§ **Stated goal**:
Extract all of the data and reproduce it precisely.

§ **Dataset extract**:
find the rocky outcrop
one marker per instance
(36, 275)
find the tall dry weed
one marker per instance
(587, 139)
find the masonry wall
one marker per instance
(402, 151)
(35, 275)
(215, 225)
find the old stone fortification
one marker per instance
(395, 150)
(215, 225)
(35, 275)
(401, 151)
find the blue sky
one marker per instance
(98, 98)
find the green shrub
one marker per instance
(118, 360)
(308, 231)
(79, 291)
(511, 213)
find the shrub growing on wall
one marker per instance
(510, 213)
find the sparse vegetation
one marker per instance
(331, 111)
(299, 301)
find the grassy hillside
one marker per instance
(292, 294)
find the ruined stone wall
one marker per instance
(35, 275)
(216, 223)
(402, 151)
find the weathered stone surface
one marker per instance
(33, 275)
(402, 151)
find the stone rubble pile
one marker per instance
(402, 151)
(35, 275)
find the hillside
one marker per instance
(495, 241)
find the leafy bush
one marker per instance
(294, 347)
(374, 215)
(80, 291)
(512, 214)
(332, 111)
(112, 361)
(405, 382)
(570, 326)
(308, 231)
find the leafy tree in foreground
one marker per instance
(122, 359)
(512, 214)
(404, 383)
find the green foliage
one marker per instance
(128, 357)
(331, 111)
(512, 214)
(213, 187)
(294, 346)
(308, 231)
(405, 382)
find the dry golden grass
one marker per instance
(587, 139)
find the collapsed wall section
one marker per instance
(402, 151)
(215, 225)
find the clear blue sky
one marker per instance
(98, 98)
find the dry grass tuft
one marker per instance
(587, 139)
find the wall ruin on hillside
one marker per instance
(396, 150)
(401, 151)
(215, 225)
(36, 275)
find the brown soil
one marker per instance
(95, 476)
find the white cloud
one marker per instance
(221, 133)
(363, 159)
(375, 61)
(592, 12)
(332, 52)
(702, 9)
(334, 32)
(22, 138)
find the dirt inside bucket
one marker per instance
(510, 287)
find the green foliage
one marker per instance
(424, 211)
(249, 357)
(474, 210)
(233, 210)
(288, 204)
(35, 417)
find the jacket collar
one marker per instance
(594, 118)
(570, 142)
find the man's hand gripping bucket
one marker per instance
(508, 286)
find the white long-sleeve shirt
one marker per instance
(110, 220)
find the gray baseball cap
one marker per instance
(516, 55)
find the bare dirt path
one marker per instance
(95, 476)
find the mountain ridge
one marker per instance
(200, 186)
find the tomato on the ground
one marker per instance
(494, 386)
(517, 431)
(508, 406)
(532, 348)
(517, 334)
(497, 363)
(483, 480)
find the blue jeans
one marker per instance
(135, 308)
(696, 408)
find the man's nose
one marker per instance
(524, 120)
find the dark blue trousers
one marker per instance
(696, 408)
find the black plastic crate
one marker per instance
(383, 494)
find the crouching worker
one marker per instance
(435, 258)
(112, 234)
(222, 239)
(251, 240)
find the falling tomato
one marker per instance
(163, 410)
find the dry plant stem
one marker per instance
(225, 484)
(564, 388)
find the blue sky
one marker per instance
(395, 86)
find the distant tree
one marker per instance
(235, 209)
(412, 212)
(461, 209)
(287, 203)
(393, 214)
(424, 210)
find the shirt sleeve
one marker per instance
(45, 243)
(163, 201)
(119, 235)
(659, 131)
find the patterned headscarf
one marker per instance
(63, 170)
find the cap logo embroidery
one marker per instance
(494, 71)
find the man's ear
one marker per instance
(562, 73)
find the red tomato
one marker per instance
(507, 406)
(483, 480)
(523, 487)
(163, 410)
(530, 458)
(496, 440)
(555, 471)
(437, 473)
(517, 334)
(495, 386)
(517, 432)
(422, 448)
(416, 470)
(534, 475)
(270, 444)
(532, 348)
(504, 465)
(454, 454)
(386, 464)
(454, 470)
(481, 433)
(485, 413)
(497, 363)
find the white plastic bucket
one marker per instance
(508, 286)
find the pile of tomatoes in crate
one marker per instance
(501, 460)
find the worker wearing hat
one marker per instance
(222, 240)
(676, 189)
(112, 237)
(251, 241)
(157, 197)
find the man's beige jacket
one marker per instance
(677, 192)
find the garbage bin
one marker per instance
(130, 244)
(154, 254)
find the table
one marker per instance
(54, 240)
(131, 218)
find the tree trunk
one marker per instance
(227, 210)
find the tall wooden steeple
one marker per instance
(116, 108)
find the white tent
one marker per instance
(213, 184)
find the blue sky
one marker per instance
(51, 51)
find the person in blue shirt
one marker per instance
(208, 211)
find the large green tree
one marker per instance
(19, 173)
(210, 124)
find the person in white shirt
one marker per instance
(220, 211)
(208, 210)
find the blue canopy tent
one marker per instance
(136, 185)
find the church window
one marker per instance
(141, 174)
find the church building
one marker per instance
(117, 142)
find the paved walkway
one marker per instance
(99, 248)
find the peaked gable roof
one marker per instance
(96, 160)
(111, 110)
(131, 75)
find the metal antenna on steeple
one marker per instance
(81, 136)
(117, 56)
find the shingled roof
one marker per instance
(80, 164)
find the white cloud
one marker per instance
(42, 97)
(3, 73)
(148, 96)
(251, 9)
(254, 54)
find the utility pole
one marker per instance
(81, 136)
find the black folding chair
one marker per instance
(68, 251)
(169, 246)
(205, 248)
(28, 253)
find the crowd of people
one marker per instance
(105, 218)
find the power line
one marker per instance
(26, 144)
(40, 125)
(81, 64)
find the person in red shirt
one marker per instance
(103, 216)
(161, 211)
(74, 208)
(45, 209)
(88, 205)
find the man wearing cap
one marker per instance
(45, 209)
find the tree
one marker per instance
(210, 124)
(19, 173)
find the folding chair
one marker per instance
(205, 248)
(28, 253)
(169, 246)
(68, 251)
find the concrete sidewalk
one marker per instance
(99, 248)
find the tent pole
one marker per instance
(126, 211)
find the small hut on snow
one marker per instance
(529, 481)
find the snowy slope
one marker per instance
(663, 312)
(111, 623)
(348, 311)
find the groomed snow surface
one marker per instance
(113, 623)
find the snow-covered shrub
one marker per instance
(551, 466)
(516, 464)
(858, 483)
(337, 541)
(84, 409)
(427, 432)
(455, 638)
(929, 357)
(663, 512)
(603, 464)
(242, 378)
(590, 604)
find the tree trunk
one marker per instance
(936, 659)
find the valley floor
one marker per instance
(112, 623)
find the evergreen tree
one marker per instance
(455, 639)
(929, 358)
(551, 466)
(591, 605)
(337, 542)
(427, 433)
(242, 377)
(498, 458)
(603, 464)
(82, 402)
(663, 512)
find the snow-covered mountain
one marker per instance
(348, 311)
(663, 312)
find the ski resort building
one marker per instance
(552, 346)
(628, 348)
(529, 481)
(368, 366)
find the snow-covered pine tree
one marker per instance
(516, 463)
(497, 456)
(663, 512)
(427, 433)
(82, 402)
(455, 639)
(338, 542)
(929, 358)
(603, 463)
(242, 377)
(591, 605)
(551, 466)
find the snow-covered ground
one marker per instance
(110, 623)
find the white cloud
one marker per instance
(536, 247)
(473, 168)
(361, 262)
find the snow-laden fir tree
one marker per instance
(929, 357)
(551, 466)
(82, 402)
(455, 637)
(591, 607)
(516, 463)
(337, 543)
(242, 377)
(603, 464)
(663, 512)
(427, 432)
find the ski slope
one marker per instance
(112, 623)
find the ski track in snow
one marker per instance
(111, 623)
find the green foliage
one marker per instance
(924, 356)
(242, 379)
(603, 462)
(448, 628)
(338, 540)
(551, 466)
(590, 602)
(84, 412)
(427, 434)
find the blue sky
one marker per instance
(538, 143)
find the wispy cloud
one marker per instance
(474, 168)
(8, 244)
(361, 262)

§ **Exercise solution**:
find the rocky outcrop
one marker per instance
(36, 275)
find the tall dry weed
one marker per instance
(587, 139)
find the masonry wall
one marker per instance
(402, 151)
(35, 275)
(215, 225)
find the old stone fortification
one marker per instance
(395, 150)
(215, 225)
(35, 275)
(401, 151)
find the blue sky
one marker per instance
(98, 98)
find the green shrub
one marker per instance
(118, 360)
(308, 231)
(79, 291)
(511, 213)
find the shrub growing on wall
one marker per instance
(510, 213)
find the sparse vegetation
one marker per instance
(331, 111)
(299, 301)
find the grassy hillside
one marker per instance
(292, 294)
find the ruined stone wall
one marker per instance
(35, 275)
(216, 223)
(402, 151)
find the weathered stone surface
one marker per instance
(33, 275)
(402, 151)
find the stone rubble pile
one marker per instance
(402, 151)
(35, 275)
find the hillside
one marker per instance
(495, 241)
find the leafy bush
one marker per instance
(294, 347)
(374, 215)
(80, 291)
(512, 214)
(332, 111)
(112, 361)
(405, 382)
(570, 326)
(308, 231)
find the leafy tree in foreground
one marker per instance
(122, 359)
(512, 214)
(404, 383)
find the green foliage
one marker per instance
(128, 357)
(331, 111)
(512, 214)
(213, 187)
(294, 346)
(308, 231)
(405, 382)
find the dry golden grass
one marker per instance
(587, 139)
find the collapsed wall section
one marker per instance
(402, 151)
(215, 225)
find the clear blue sky
one marker per instance
(98, 98)
find the dry grass tuft
one marker per instance
(587, 139)
find the wall ruin on hillside
one marker per instance
(396, 150)
(401, 151)
(215, 225)
(36, 275)
find the brown soil
one marker per instance
(95, 476)
find the white cloud
one marker per instance
(221, 133)
(363, 159)
(375, 61)
(592, 12)
(332, 52)
(702, 9)
(334, 32)
(22, 138)
find the dirt inside bucket
one marker per instance
(510, 287)
find the green foliage
one marker per instance
(424, 211)
(249, 357)
(474, 210)
(233, 210)
(288, 204)
(35, 417)
find the jacket collar
one marker per instance
(594, 118)
(570, 142)
find the man's hand gripping bucket
one marker per instance
(508, 286)
find the white long-sleeve shirt
one marker per instance
(110, 220)
find the gray baseball cap
one marker per instance
(516, 55)
find the bare dirt path
one marker per instance
(95, 476)
find the mountain ridge
one marker per instance
(200, 186)
find the tomato on the ground
one marker per instance
(494, 386)
(517, 431)
(508, 406)
(532, 348)
(517, 334)
(497, 363)
(483, 480)
find the blue jeans
one marker per instance
(135, 308)
(696, 408)
find the man's nose
one marker per instance
(524, 120)
find the dark blue trousers
one marker per instance
(696, 408)
find the black plastic crate
one marker per instance
(383, 494)
find the crouching worker
one marker per instance
(435, 258)
(112, 234)
(222, 239)
(251, 240)
find the falling tomato
one marker per instance
(163, 410)
find the dry plant stem
one marker per instance
(225, 484)
(564, 388)
find the blue sky
one marker per instance
(395, 86)
find the distant tree
one marker per instance
(235, 209)
(412, 212)
(461, 209)
(287, 203)
(393, 214)
(424, 210)
find the shirt sleeve
one marker per instance
(45, 243)
(163, 201)
(119, 235)
(659, 131)
find the patterned headscarf
one marker per instance
(63, 170)
find the cap logo embroidery
one marker per instance
(494, 71)
find the man's ear
one marker per instance
(562, 73)
find the red tomato
one marker per instance
(507, 406)
(483, 480)
(523, 487)
(163, 410)
(530, 458)
(496, 440)
(555, 471)
(437, 473)
(517, 334)
(495, 386)
(517, 432)
(422, 448)
(416, 470)
(534, 475)
(270, 444)
(532, 348)
(504, 465)
(454, 454)
(386, 464)
(454, 470)
(481, 433)
(485, 413)
(497, 363)
find the white plastic bucket
one marker per instance
(508, 286)
find the pile of tomatoes in crate
one marker per instance
(501, 460)
find the worker wearing hat
one marker per instance
(222, 240)
(676, 189)
(112, 237)
(251, 241)
(157, 197)
find the man's beige jacket
one marker per instance
(677, 192)
find the garbage bin
one marker per instance
(130, 244)
(154, 254)
find the table
one marker per instance
(54, 240)
(131, 218)
find the tree trunk
one marker per instance
(227, 210)
find the tall wooden steeple
one marker per instance
(116, 108)
find the white tent
one marker per instance
(213, 184)
find the blue sky
one marker per instance
(51, 51)
find the person in blue shirt
one marker per instance
(208, 211)
find the large green tree
one marker per instance
(19, 173)
(210, 124)
find the person in white shirt
one marker per instance
(220, 211)
(208, 210)
find the blue canopy tent
one marker per instance
(136, 185)
find the church window
one marker per instance
(141, 174)
find the church building
one marker per instance
(117, 142)
find the paved walkway
one marker per instance
(99, 248)
find the peaked gable roof
one marker per instance
(96, 160)
(111, 110)
(131, 75)
find the metal antenna on steeple
one marker per instance
(81, 136)
(117, 56)
find the shingled roof
one marker per instance
(80, 164)
find the white cloud
one marker per instance
(42, 97)
(3, 73)
(148, 96)
(251, 9)
(254, 54)
find the utility pole
one marker per instance
(81, 136)
find the black folding chair
one marker per instance
(68, 251)
(169, 246)
(205, 248)
(28, 253)
find the crowd of people
one marker per instance
(105, 218)
find the power line
one marker per instance
(26, 144)
(40, 125)
(81, 64)
find the person in red shirt
one marker per instance
(103, 216)
(161, 211)
(74, 208)
(45, 209)
(88, 205)
find the man wearing cap
one marker per instance
(45, 209)
find the tree
one marker per instance
(210, 124)
(19, 173)
find the folding chair
one marker per instance
(205, 248)
(28, 253)
(169, 246)
(68, 251)
find the concrete sidewalk
one marker per instance
(99, 248)
find the tent pole
one marker per instance
(126, 211)
find the small hut on snow
one marker per instance
(529, 481)
find the snowy slope
one marker per instance
(663, 312)
(111, 623)
(348, 311)
find the groomed snow surface
one marker per instance
(113, 623)
find the snow-covered shrub
one marker per instance
(551, 466)
(516, 464)
(858, 483)
(337, 541)
(84, 409)
(427, 432)
(455, 638)
(929, 357)
(663, 512)
(603, 464)
(242, 378)
(590, 604)
find the tree trunk
one marker per instance
(936, 659)
find the valley floor
one marker per instance
(112, 623)
find the evergreen tree
one marker per instance
(455, 639)
(929, 358)
(551, 466)
(591, 605)
(337, 542)
(427, 433)
(242, 377)
(498, 458)
(603, 464)
(82, 402)
(663, 512)
find the snow-covered mountain
one marker per instance
(348, 311)
(663, 312)
find the ski resort building
one marker per instance
(552, 346)
(628, 348)
(529, 481)
(368, 366)
find the snow-covered pine tree
one marker per instance
(516, 463)
(497, 456)
(663, 512)
(427, 433)
(82, 402)
(455, 639)
(338, 542)
(929, 358)
(603, 463)
(242, 377)
(591, 605)
(551, 466)
find the snow-covered ground
one marker per instance
(110, 623)
find the white cloud
one marker per instance
(536, 247)
(473, 168)
(361, 262)
find the snow-laden fir tree
one marker per instance
(929, 357)
(551, 466)
(82, 402)
(455, 637)
(591, 607)
(516, 463)
(337, 543)
(242, 377)
(603, 464)
(663, 512)
(427, 432)
find the ski slope
one marker per instance
(112, 623)
find the ski track in snow
one marker per instance
(111, 623)
find the green foliage
one marker per instance
(924, 356)
(242, 379)
(603, 462)
(448, 628)
(338, 540)
(551, 466)
(590, 602)
(84, 412)
(427, 434)
find the blue sky
one marker per instance
(538, 143)
find the wispy cloud
one marker per instance
(474, 168)
(8, 244)
(361, 262)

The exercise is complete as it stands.